• _Extrait du texte_

Jean a 48 ans, il est informaticien. Il vient me voir pour la première fois. Il arrive de la région parisienne pour un nouveau travail à Strasbourg. Il me demande de lui prescrire ses neuroleptiques et de lui recommander un psychiatre. Jean est schizophrène depuis de très longues années. Il est un peu anxieux vu les changements, mais va plutôt bien.
Mathilde a 30 ans, je la connais depuis son enfance. Il y a 10 ans, elle a fait un épisode délirant paranoïaque qui a duré plusieurs mois. Elle a pris un traitement pendant 2 ans, puis a décidé de l’arrêter en raison de ses effets secondaires : prise de 25 kg en 2 ans. Après l’avoir hospitalisée, je l’ai perdue de vue pendant ces deux ans là. Elle n’a plus jamais eu de symptômes. Elle a 2 enfants et travaille comme aide-soignante. Elle va bien.
Camille a 42 ans. Elle a une psychose et un handicap mental léger associé à des malformations osseuses sévères . Elle vit en foyer et travaille dans un ESAT (établissement et service d’aide par le travail). Elle se fatigue vite et a de plus en plus de mal à travailler. Son éducateur me l’amène pour faire un bilan. On s’oriente vers une admission en MAS (maison d’accueil spécialisée). Dans ce cas, elle ne travaillera plus et je me pose la question du bienfait de cette orientation. Elle est suivie par une psychiatre à laquelle j’adresse un courrier pour avoir son avis.
Francis a été passé aux neuroleptiques injectables
Francis est un nouveau patient de 50 ans, il est schizophrène et en très mauvais état général. Il s’est défenestré il y a quelques années et a beaucoup de mal à marcher en raison des séquelles de ses fractures des membres inférieurs et de la colonne vertébrale. Il est suivi en CMP de secteur (centre medico-psychologique) tous les mois. Il a une mauvaise santé somatique et ne consulte pourtant que peu à mon cabinet. Il ne fait pas les bilans prescrits et prend mal son traitement neuroleptique. Du coup, le psychiatre du secteur qui le soigne est passé aux neuroleptiques injectables. Je vais contacter l’équipe du centre pour que le bilan soit fait.
Amélie souffre de maladie bipolaire. Je l’ai hospitalisée pour la première fois à 14 ans alors qu’elle faisait une dépression sévère. Le diagnostic de bipolarité a été posé plusieurs années plus tard après un énième épisode dépressif. Sa scolarité a été chaotique, alors que c’est une jeune fille brillante. Dix ans plus tard, elle va toujours plus ou moins mal malgré un traitement très lourd. Amélie vit avec l’allocation d’adulte handicapé. Elle a essayé à plusieurs reprises de reprendre des études, mais elle fatigue trop vite pour continuer.
Anne a 38 ans et deux enfants, elle consulte alors que son deuxième enfant qui a deux mois pleure en permanence. Elle pleure aussi beaucoup et ne se sent pas être une bonne mère. Elle me raconte avoir fait une dépression après la naissance de son premier enfant il y a 5 ans. À l’époque elle a pris des anxiolytiques, mais n’a pas consulté de « psy » comme elle dit : « Je ne suis pas folle vous savez ». Elle est incapable de reprendre le travail. Elle a perdu 7 kg depuis la naissance et ne mange presque plus rien. La sage-femme, qui est passée plusieurs fois chez elle, lui a demandé de consulter. Je la convaincs de consulter un psychiatre et prolonge son congé de maternité avec un congé maladie. Le psychiatre appelé la verra très vite.

• _Données fournies_
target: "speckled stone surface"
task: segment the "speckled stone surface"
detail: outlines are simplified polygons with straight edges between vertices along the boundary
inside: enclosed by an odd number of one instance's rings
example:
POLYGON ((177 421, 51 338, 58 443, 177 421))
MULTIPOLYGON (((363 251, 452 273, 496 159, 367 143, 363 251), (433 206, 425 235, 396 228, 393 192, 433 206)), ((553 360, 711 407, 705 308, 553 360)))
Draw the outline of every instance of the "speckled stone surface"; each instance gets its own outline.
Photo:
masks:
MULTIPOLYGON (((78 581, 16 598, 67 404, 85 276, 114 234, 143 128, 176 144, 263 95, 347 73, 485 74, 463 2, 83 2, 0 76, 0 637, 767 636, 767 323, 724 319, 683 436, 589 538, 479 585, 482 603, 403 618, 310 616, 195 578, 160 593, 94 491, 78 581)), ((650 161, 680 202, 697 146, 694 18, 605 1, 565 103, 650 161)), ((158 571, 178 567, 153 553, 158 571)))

• _Consignes_
(1) Reproduisez à l'identique le passage de l'extrait sur les patients qui va de « Jean a 48 ans, il » jusqu'à « Elle va bien. ».
(2) Répondez à ces questions sur l'extrait sur les patients :
(a) Quel métier exerce Jean ?
(b) Combien de kilos Mathilde a-t-elle pris en 2 ans ?
(c) Combien de kilos Anne a-t-elle perdus depuis la naissance ?

• _Corrigés_
(1)
Jean a 48 ans, il est informaticien. Il vient me voir pour la première fois. Il arrive de la région parisienne pour un nouveau travail à Strasbourg. Il me demande de lui prescrire ses neuroleptiques et de lui recommander un psychiatre. Jean est schizophrène depuis de très longues années. Il est un peu anxieux vu les changements, mais va plutôt bien.
Mathilde a 30 ans, je la connais depuis son enfance. Il y a 10 ans, elle a fait un épisode délirant paranoïaque qui a duré plusieurs mois. Elle a pris un traitement pendant 2 ans, puis a décidé de l’arrêter en raison de ses effets secondaires : prise de 25 kg en 2 ans. Après l’avoir hospitalisée, je l’ai perdue de vue pendant ces deux ans là. Elle n’a plus jamais eu de symptômes. Elle a 2 enfants et travaille comme aide-soignante. Elle va bien.

(2)
(a) Informaticien.
(b) 25 kg.
(c) 7 kg.